===== RECORD EXTRACTS
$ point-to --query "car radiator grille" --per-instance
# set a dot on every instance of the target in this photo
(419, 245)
==========
===== RECORD EXTRACTS
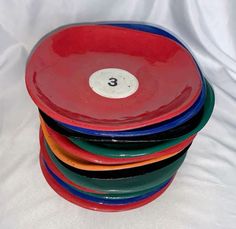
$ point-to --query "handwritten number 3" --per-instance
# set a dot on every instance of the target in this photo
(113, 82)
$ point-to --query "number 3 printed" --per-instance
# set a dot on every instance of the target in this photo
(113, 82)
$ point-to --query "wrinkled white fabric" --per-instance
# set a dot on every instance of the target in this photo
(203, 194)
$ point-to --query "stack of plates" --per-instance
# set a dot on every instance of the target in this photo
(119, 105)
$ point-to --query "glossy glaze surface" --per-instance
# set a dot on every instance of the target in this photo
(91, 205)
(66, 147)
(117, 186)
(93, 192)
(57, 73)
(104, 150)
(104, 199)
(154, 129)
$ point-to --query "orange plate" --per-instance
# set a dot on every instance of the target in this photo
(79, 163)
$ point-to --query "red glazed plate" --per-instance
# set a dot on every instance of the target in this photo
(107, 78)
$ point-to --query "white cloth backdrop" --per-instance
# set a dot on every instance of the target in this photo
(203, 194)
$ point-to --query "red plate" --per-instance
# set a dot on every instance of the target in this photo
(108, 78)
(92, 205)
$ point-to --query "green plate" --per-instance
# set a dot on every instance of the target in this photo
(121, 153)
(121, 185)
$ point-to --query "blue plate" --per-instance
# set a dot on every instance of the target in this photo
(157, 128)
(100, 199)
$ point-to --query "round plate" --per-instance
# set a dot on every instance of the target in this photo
==========
===== RECORD EXTRACTS
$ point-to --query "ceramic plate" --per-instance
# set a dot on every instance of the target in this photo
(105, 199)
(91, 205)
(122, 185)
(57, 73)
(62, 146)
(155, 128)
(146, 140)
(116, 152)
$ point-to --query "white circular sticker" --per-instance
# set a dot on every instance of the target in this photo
==========
# PROBLEM TO WORK ON
Look through the entries, and return every line that the word "number" appears in.

# RESPONSE AREA
$ point-to --query "handwritten number 3" --per-instance
$ point-to --query "number 3 printed" --per-instance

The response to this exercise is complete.